Time crystals may sound like something from science fiction, having more to do with time travel or Dr. Who. These strange materials -- in which atoms and molecules are arranged across space and time -- are in fact quite real, and are opening up entirely new ways to think about the nature of matter. They also eventually may help protect information in futuristic devices known as quantum computers.
Two groups of researchers based at Harvard University and the University of Maryland report March 9 in the journal Nature that they have successfully created time crystals using theories developed at Princeton University. The Harvard-based team included scientists from Princeton who played fundamental roles in working out the theoretical understanding that led to the creation of these exotic crystals.

□ □ □ □ □ □ □

## Exercise tasks
(1) Quote the passage on time crystals from "Two groups of" up to and including "these exotic crystals.".
(2) Rewrite the paragraph of the passage on time crystals that begins "Two groups of researchers" in fewer words, keeping its main facts.
(3) Carry on the passage on time crystals from its final sentence.

(Data extracted from a collection)
□ □ □ □ □ □ □

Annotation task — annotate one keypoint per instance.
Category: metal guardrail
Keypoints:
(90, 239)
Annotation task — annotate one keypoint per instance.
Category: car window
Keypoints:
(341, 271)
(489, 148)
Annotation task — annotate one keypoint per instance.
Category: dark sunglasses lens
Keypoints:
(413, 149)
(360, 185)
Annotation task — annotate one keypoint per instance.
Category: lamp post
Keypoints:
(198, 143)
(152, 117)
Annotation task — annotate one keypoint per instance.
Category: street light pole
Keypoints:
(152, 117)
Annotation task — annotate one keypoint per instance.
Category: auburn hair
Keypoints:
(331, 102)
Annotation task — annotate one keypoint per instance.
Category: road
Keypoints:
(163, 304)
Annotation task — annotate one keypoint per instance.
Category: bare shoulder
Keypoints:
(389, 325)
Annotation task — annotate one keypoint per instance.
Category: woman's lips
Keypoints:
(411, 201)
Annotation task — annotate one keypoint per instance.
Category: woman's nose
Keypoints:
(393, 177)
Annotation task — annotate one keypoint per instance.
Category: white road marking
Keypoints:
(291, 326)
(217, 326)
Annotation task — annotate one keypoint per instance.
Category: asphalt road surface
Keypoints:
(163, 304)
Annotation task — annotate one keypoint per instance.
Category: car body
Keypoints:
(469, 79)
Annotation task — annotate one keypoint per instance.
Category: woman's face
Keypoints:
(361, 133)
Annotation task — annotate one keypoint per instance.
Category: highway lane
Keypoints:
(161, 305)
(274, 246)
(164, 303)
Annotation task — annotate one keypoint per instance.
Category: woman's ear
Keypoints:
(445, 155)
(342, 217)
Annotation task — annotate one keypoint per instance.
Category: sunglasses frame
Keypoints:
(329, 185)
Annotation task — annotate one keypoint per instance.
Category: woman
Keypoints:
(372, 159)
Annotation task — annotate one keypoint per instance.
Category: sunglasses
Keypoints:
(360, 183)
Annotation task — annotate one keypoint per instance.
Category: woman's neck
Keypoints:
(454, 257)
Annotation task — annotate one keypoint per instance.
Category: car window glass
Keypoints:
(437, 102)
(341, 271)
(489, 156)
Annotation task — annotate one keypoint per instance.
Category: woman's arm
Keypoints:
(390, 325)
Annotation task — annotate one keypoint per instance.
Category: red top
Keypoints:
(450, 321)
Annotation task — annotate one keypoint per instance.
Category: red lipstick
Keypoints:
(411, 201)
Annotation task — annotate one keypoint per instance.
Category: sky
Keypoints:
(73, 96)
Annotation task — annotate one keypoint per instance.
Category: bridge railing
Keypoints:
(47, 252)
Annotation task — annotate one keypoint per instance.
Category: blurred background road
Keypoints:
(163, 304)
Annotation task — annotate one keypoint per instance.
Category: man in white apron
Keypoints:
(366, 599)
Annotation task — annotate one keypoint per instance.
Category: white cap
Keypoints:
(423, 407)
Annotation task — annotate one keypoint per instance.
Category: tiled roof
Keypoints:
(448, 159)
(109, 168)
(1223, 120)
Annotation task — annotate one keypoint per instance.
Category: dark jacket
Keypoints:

□ □ □ □ □ □ □

## Answers given
(1)
Two groups of researchers based at Harvard University and the University of Maryland report March 9 in the journal Nature that they have successfully created time crystals using theories developed at Princeton University. The Harvard-based team included scientists from Princeton who played fundamental roles in working out the theoretical understanding that led to the creation of these exotic crystals.

(2) On March 9, two research groups based at Harvard University and the University of Maryland reported in Nature that they had created time crystals using theories developed at Princeton University. The Harvard-based team included Princeton scientists who played fundamental roles in working out the underlying theory.

(3)
"Our work discovered the essential physics of how time crystals function," said Shivaji Sondhi, a Princeton professor of physics. "What is more, this discovery builds on a set of developments at Princeton that gets at the issue of how we understand complex systems in and out of equilibrium, which is centrally important to how physicists explain the nature of the everyday world."
In 2015, Sondhi and colleagues including then-graduate student Vedika Khemani, who earned her Ph.D. at Princeton in 2016 and is now a junior fellow at Harvard, as well as collaborators Achilleas Lazarides and Roderich Moessner at the Max Planck Institute for the Physics of Complex Systems in Germany, published the theoretical basis for how time crystals -- at first considered impossible -- could actually exist. Published in the journal Physics Review Letters in June 2016, the paper spurred conversations about how to build such crystals.
Ordinary crystals such as diamonds, quartz or ice are made up of molecules that spontaneously arrange into orderly three-dimensional patterns. The sodium and chlorine atoms in a crystal of salt, for example, are spaced at regular intervals, forming a hexagonal lattice.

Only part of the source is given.